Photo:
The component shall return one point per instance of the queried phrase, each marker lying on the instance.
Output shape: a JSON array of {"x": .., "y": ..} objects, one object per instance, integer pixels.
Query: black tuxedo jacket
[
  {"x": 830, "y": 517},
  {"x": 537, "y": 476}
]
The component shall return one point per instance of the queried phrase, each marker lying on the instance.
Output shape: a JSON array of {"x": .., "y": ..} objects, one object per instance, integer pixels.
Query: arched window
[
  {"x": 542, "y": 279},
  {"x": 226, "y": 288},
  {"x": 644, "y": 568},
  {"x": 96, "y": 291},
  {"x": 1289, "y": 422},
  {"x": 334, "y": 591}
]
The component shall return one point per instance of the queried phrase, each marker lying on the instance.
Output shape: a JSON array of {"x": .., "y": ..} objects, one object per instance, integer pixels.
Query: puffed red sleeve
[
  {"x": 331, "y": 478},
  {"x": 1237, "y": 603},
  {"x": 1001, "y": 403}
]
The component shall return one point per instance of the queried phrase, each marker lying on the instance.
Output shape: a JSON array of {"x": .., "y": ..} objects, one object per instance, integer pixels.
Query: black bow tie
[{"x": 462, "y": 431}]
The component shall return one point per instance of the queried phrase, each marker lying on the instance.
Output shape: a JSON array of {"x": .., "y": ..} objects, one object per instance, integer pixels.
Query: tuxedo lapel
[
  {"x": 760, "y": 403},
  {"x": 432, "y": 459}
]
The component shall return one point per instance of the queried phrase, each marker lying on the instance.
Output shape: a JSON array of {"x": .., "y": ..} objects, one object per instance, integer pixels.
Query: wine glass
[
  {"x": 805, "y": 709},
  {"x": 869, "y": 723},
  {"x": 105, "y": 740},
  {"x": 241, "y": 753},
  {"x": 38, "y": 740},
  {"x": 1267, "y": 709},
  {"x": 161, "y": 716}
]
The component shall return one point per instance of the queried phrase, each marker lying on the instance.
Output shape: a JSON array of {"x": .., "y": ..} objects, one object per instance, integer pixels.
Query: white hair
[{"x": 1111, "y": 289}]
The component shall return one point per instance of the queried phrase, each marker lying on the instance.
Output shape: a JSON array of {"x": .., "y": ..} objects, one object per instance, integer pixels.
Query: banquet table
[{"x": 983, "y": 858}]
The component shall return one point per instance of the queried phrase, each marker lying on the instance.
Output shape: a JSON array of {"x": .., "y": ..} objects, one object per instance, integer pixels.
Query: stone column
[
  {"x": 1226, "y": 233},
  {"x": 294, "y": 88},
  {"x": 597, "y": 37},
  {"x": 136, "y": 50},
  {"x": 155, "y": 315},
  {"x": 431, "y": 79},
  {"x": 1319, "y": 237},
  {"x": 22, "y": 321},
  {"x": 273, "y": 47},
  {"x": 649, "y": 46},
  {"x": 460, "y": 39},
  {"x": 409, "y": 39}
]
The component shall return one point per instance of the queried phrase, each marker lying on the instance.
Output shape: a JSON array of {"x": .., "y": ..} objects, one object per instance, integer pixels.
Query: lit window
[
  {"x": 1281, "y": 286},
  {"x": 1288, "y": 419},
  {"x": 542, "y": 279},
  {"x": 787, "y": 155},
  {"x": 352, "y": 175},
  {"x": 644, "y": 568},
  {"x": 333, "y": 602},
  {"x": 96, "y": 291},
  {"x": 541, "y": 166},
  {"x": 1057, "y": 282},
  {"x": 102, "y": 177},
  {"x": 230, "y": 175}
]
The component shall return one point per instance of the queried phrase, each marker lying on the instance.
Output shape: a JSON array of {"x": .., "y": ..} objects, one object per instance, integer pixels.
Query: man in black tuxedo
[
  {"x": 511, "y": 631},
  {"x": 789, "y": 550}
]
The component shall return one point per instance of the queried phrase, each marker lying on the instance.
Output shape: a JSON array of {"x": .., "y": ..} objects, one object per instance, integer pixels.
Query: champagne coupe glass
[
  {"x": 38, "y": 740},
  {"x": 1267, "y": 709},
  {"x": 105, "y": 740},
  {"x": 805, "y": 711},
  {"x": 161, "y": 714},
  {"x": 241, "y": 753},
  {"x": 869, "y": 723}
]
-.-.-
Your assignment :: Restating every entry above word for word is the whole task.

Solution below ::
Photo:
The component shall return one point per instance of the queried phrase, each marker lying on the instance.
Output shape: a JSON array of {"x": .., "y": ..} objects, one object per instance, integer pixels.
Query: black tuxedo jacket
[
  {"x": 830, "y": 517},
  {"x": 537, "y": 476}
]
The component shall return one point per instance of the queried phrase, each marker lying on the instance.
Output shape: a JSON array of {"x": .., "y": ..} objects, one object per instance, integer pixels.
Query: arched window
[
  {"x": 542, "y": 279},
  {"x": 226, "y": 288},
  {"x": 644, "y": 568},
  {"x": 96, "y": 291},
  {"x": 1289, "y": 422},
  {"x": 334, "y": 591}
]
The component shall return one point per instance of the queried phrase, each marker lying on the instance.
Output shape: a JSON array of {"x": .., "y": ..} objects, one object per instance, integer pixels.
Query: puffed red sleeve
[
  {"x": 331, "y": 478},
  {"x": 1237, "y": 603},
  {"x": 1001, "y": 403}
]
The component shall return one point per instance of the queried phrase, each marker lying on the instance.
Output shape: a JSON array of {"x": .., "y": ..} objects, one object per instance, integer pixels.
Query: black bow tie
[{"x": 462, "y": 431}]
The component shall return one point per instance of the queried phrase, each marker lying on the instance.
Output shape: a JSON array of {"x": .., "y": ..} objects, one object per instance, integer pixels.
Query: tuxedo lapel
[
  {"x": 760, "y": 403},
  {"x": 432, "y": 459}
]
The component shall return one point per instance of the queried phrase, each marker lying on the instance.
Output shape: a JSON array of {"x": .., "y": ..} objects, one object per instance, integer pixels.
Query: wine glass
[
  {"x": 805, "y": 709},
  {"x": 869, "y": 723},
  {"x": 105, "y": 740},
  {"x": 241, "y": 753},
  {"x": 38, "y": 740},
  {"x": 1267, "y": 709},
  {"x": 161, "y": 716}
]
The component shall return one point per instance of the queried phrase, each marker lying on the instance.
Output shape: a JSON array of {"x": .., "y": ..} objects, one object per instance, integer pixels.
Query: white hair
[{"x": 1111, "y": 289}]
The component shall return one point per instance of the queried phrase, each marker lying on the instance.
Output shape: a JSON array of {"x": .., "y": ..} objects, one object per instance, integer pixels.
Query: banquet table
[{"x": 983, "y": 858}]
The component shall return one point per instance of the queried phrase, each marker lying on the instance.
Output shape: a JSON array of {"x": .., "y": ..} objects, one object per instance, integer pixels.
Query: stone column
[
  {"x": 1226, "y": 233},
  {"x": 294, "y": 88},
  {"x": 597, "y": 37},
  {"x": 136, "y": 50},
  {"x": 155, "y": 315},
  {"x": 431, "y": 79},
  {"x": 1319, "y": 237},
  {"x": 22, "y": 321},
  {"x": 273, "y": 47},
  {"x": 649, "y": 46},
  {"x": 460, "y": 39},
  {"x": 409, "y": 39}
]
The component shall return one point per instance of the queried phrase, each marker lying on the instance.
Output shape: a JSON array of {"x": .., "y": ..} objects, one object per instance, integer pixels.
Query: lit window
[
  {"x": 1281, "y": 286},
  {"x": 1288, "y": 419},
  {"x": 542, "y": 279},
  {"x": 787, "y": 155},
  {"x": 352, "y": 175},
  {"x": 644, "y": 568},
  {"x": 333, "y": 602},
  {"x": 96, "y": 291},
  {"x": 541, "y": 166},
  {"x": 1057, "y": 282},
  {"x": 102, "y": 177},
  {"x": 230, "y": 175}
]
The component shall return one point per instance of the queried phrase, each marker lying on the instance.
Output shape: a JSON array of {"x": .., "y": ..} objects, one object per instance, integer pixels.
Query: man in black tuxedo
[
  {"x": 511, "y": 631},
  {"x": 789, "y": 550}
]
The component shall return one point per instance of the queried phrase, each marker lying on the instance.
Output shape: a JSON array of {"x": .., "y": ..} objects, one object per instance, integer pixels.
Query: champagne coupe glass
[
  {"x": 38, "y": 740},
  {"x": 1267, "y": 709},
  {"x": 105, "y": 740},
  {"x": 805, "y": 711},
  {"x": 161, "y": 714},
  {"x": 241, "y": 753},
  {"x": 869, "y": 723}
]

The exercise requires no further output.